• _Dataset_
— Begin —

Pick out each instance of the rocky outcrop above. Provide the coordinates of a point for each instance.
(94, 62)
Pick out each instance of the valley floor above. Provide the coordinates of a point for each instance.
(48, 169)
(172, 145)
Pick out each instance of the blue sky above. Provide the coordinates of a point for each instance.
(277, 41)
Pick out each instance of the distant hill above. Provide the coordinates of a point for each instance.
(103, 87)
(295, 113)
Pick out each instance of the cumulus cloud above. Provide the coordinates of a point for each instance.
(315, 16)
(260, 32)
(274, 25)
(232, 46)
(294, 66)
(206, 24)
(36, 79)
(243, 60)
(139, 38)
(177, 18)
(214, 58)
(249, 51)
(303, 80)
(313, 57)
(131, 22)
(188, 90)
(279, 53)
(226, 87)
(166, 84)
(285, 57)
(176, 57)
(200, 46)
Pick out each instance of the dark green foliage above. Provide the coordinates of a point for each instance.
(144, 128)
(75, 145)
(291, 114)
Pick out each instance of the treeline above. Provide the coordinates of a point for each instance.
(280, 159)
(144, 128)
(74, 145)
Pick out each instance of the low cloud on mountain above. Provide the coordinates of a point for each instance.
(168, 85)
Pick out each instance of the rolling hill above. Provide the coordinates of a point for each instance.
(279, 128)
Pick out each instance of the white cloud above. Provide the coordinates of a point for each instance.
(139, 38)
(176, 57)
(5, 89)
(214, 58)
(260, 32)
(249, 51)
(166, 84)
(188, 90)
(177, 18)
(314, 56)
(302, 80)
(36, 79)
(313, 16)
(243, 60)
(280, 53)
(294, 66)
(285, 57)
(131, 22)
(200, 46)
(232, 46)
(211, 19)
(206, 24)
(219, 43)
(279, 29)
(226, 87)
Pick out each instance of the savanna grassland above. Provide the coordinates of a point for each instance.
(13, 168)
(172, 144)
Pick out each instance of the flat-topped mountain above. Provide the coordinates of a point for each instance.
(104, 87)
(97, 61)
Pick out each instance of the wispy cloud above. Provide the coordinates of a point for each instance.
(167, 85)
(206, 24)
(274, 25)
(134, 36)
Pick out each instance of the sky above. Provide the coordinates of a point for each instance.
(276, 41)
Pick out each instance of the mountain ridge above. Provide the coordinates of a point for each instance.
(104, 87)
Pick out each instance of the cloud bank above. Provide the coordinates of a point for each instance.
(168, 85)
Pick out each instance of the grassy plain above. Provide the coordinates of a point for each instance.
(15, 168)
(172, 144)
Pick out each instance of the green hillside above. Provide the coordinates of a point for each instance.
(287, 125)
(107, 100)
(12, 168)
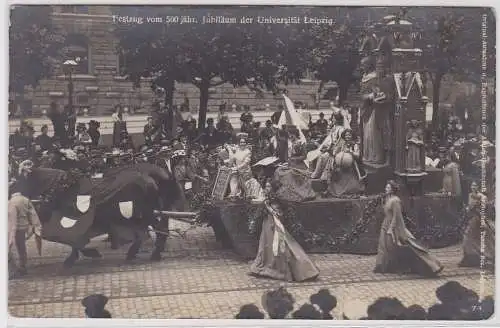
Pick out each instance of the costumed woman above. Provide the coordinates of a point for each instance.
(279, 255)
(398, 250)
(239, 161)
(345, 176)
(472, 249)
(451, 178)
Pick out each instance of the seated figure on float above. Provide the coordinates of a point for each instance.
(322, 154)
(343, 172)
(242, 183)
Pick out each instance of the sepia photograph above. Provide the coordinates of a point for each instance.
(251, 162)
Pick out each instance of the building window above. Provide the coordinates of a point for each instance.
(75, 9)
(120, 63)
(77, 48)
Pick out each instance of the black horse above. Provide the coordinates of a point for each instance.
(76, 208)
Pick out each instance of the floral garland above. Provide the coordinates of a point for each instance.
(291, 221)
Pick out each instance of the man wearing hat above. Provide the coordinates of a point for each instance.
(210, 136)
(322, 124)
(82, 137)
(43, 140)
(149, 132)
(23, 220)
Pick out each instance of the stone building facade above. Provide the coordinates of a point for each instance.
(98, 86)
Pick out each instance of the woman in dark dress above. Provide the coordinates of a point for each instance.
(398, 250)
(279, 255)
(473, 247)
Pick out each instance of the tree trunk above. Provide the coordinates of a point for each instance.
(436, 87)
(202, 115)
(169, 100)
(343, 88)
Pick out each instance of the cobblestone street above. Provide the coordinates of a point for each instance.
(199, 279)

— End —

• _What is being asked_
Replace "instance" with "occurrence" throughout the rows above and write them all out again with no other change. Leave the pictures out of your answer.

• _Full solution_
Pick out each occurrence of the rocky outcrop above. Provide the coordinates of a point for each occurrence.
(94, 62)
Pick out each occurrence of the valley floor above. Provide the coordinates of a point for each occurrence.
(48, 169)
(172, 145)
Pick out each occurrence of the blue sky above. Provide the coordinates of a point for each occurrence.
(277, 41)
Pick out each occurrence of the distant hill above. Provide the coordinates of a point for each occurrence.
(103, 87)
(295, 113)
Pick out each occurrence of the cumulus cloud above. Provide the coordinates of a point for each occurrence.
(315, 16)
(260, 32)
(274, 25)
(232, 46)
(294, 66)
(206, 24)
(36, 79)
(243, 60)
(139, 38)
(177, 18)
(214, 58)
(249, 51)
(303, 80)
(313, 57)
(131, 22)
(188, 90)
(279, 53)
(226, 87)
(166, 84)
(285, 57)
(176, 57)
(200, 46)
Pick out each occurrence of the dark green foliage above. Provide the coordinates of a point for each occurrence.
(144, 128)
(75, 145)
(291, 114)
Pick out each occurrence of the treeline above. Provide the coordinates of a point for each occurrence.
(280, 159)
(144, 128)
(74, 145)
Pick out each occurrence of the low cloud on mountain above. Provide the coordinates of a point for each occurrence.
(168, 85)
Pick out each occurrence of the rolling hill above. Provide the coordinates of a point for each occurrence.
(279, 128)
Pick out each occurrence of the white cloud above. Provide the coordinates of a point for each occurrence.
(139, 38)
(176, 57)
(5, 89)
(214, 58)
(260, 32)
(249, 51)
(166, 84)
(188, 90)
(177, 18)
(314, 56)
(302, 80)
(36, 79)
(313, 16)
(243, 60)
(280, 53)
(294, 66)
(285, 57)
(131, 22)
(200, 46)
(232, 46)
(211, 19)
(206, 24)
(219, 43)
(279, 29)
(226, 87)
Pick out each occurrence of the savanna grassland above. Provide the coordinates of a point for each occurrence.
(13, 168)
(172, 144)
Pick out each occurrence of the flat-topped mountain above. Provide the coordinates of a point for each occurrence.
(104, 87)
(97, 61)
Pick out each occurrence of the wispy cloud above. Provide the coordinates of a point for each occurrence.
(167, 85)
(206, 24)
(274, 25)
(134, 36)
Pick out each occurrence of the sky above. Provide the coordinates of a point for each occurrence.
(276, 41)
Pick out each occurrence of the mountain ridge above. Provide the coordinates of a point for each occurrence.
(104, 87)
Pick out each occurrence of the cloud bank above. Provide the coordinates of a point for each occurrence.
(168, 85)
Pick out each occurrence of the grassy plain above. Provide the coordinates of a point for each occurrence.
(15, 168)
(172, 144)
Pick out each occurrence of the green hillside above. Provide the coordinates of a point for each occurrence.
(287, 125)
(107, 100)
(12, 168)
Pick out each occurrence of the costumed woman above. Provide the coordinates of a point for each occurrence.
(279, 255)
(398, 250)
(239, 161)
(345, 176)
(472, 249)
(451, 178)
Pick out each occurrence of the seated figure on float above. Provide the coordinates of a point for each occurrence.
(322, 154)
(343, 172)
(242, 183)
Pick out each occurrence of the sepia photograph above. Provide the coordinates of a point for each occurrence.
(251, 162)
Pick out each occurrence of the building window above. Provide the coordinates of a point for each occurrence.
(75, 9)
(120, 63)
(77, 48)
Pick out each occurrence of the black horse above. Provide the coordinates of a point for each occurrence.
(76, 208)
Pick out each occurrence of the floral garland above. Provide the coordinates of a point for each occurrence.
(291, 221)
Pick out each occurrence of the man wearing hat above. Provide the coordinates of a point for each occurrence.
(210, 136)
(322, 124)
(82, 137)
(43, 140)
(149, 132)
(23, 220)
Pick out each occurrence of the stone building facade above. Provide the coordinates of a point for each occurrence.
(98, 86)
Pick out each occurrence of the woman in dark dress above. Provide the coordinates of a point for each occurrence.
(398, 250)
(279, 255)
(473, 247)
Pick out each occurrence of the tree trunk above. Provide the coordinates of a point for each occurrence.
(436, 87)
(202, 115)
(169, 100)
(343, 88)
Pick out each occurrence of the cobblestone street above. Provide the coordinates of a point for each occurrence.
(199, 279)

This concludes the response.